> _Required action A_:
In the waltz passage, what does the name Waldteufel apparently mean?
> _Required action B_:
Retype the part of the waltz passage that opens with the words containing "Both had interesting" and closes with "them also. Why?".
> _Required action C_:
Extend the waltz passage from the point where it stops.

I’m still working my way through the large
Classical Fake Book (a collection of famous themes with the left hand parts in
chord symbols only— like the jazz counterpart, you need to know how to
unravel them. But it means that you can squeeze over 700 melodies between two
covers!) Lately, I find myself drawn to the waltz section. Not so much Chopin,
Schubert and Brahms (though some of all), but the lighter Viennese fare of Johann
Strauss Jr. And a few by a contemporary whose music you would know but probably
not his name—Emile Waldteufel (which apparently means “forest-devil”).
Both had interesting lives, but that’s not the
point here. What struck me was how many of these melodies were so familiar.
Except for the Blue Danube, I didn’t know so many of the names—The Emperor
Waltz, Vienna Life, Voices of Spring, Tales from the Vienna Woods (all
Strauss), Skater’s Waltz (Waldteufel). If you’re over 40 years old, I suspect
you would recognize them also. Why?
Movies. The old ones in the 30’s through 50’s, the
kind that had a ball with a live orchestra and the dancers waltzing in
fairy-tale wonder while two people fell in love or out of love or some intrigue
was happening upstairs or in the hall. These are the tunes they were playing!

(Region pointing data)
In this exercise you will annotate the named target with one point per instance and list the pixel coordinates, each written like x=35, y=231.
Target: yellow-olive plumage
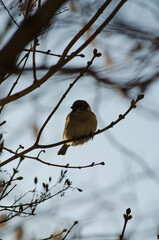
x=80, y=121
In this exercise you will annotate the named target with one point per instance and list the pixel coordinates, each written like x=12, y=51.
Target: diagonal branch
x=111, y=125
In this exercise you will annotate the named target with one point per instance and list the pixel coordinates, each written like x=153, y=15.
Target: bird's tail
x=63, y=150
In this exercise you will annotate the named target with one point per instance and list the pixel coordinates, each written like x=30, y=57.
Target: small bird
x=79, y=122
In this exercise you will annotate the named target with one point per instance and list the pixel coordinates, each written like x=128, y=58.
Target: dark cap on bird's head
x=81, y=104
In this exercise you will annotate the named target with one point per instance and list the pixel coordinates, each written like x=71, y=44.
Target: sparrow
x=79, y=122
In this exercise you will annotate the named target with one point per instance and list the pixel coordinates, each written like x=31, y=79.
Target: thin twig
x=127, y=217
x=76, y=222
x=95, y=54
x=111, y=125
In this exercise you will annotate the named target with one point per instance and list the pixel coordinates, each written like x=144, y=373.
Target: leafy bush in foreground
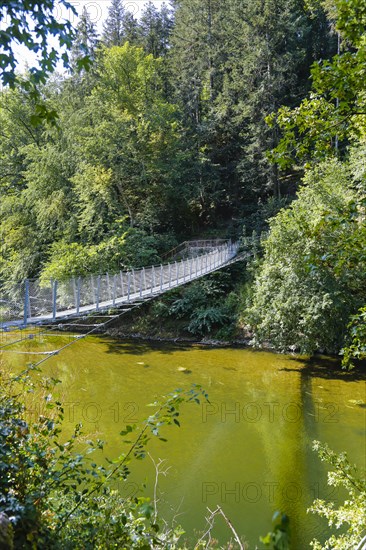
x=57, y=497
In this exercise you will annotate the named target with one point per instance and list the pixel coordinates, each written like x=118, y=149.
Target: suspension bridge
x=37, y=303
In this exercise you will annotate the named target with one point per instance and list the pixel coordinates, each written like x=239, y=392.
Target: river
x=248, y=449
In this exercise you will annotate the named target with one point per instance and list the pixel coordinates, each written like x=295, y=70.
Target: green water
x=249, y=450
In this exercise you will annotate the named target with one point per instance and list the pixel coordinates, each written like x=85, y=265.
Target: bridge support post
x=134, y=281
x=114, y=289
x=108, y=286
x=145, y=285
x=122, y=285
x=78, y=292
x=54, y=299
x=153, y=278
x=128, y=286
x=26, y=301
x=98, y=293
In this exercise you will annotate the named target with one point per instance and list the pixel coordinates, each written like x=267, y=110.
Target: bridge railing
x=81, y=295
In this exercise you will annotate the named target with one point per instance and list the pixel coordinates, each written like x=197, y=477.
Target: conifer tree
x=86, y=40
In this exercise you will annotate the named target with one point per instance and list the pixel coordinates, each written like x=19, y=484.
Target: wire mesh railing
x=37, y=303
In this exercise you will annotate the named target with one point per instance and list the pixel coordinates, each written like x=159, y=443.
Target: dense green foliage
x=167, y=137
x=132, y=147
x=311, y=282
x=351, y=513
x=313, y=275
x=55, y=493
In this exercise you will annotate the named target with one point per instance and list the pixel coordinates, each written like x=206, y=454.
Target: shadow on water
x=138, y=347
x=328, y=368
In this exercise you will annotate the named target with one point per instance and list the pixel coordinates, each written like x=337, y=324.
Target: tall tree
x=155, y=28
x=85, y=42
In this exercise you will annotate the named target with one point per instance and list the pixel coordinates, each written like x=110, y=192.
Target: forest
x=201, y=119
x=241, y=120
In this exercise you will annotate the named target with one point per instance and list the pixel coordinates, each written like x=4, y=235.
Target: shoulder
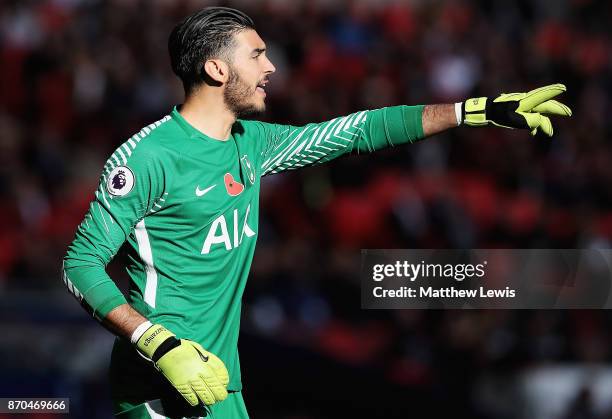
x=248, y=128
x=144, y=154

> _Answer A_:
It apparently means "forest-devil."

> _Answer B_:
Both had interesting lives, but that’s not the
point here. What struck me was how many of these melodies were so familiar.
Except for the Blue Danube, I didn’t know so many of the names—The Emperor
Waltz, Vienna Life, Voices of Spring, Tales from the Vienna Woods (all
Strauss), Skater’s Waltz (Waldteufel). If you’re over 40 years old, I suspect
you would recognize them also. Why?

> _Answer C_:
And so playing them on the piano, I’m transported instantly to some world of
romance where the lights are glittering and the bodies circling around the
grand room and all—including the viewer—is swept up in the grandeur of it all.
Almost all the tunes are in major— no dark film noir atmosphere here. And so
just as the heads bob up and down and the arms are held high and the feet
lifted, so the heart is uplifted.
It’s a good repertoire to play in the Jewish Home
(and both Strauss and Waldteufel had some Jewish blood!)— I feel the pleasure
in the room as old, tired muscles recall their youth and begin dancing again at
the cellular level. Whether you’re three or 103, waltzes are one of those
archetypal rhythms that will get your body swinging and swaying before you have
time to consider whether or not you want to dance. And the memory probably
penetrates deeper, as swinging is what you also did on swings on the playground
and swaying is kissing-cousin to the rocking you enjoyed in your mother’s arms.
In the hands of Strauss and the like, the melodies are infectious, but almost
secondarily to the bodily pleasure of three oom-pah-pah beats to the bar.
But like blues, bluegrass and a few other musical
forms, I can only take so much in a row. By the 5th or 6th
waltz, I’m ready for some dark minor melodies or some gut-bucket rhythm ‘n’
blues. But hey, that’s why God made multiple meters and tempos and keys and
scales and instruments and styles. We’re a complex blend of rhythms and emotions,
a heterogeneous blend of multiple personalities and each has its accompanying
music to affirm, evoke or keep it company.
I wrote this listening to the CD I purchased of
waltzes. It was lovely— but now time for some James Brown!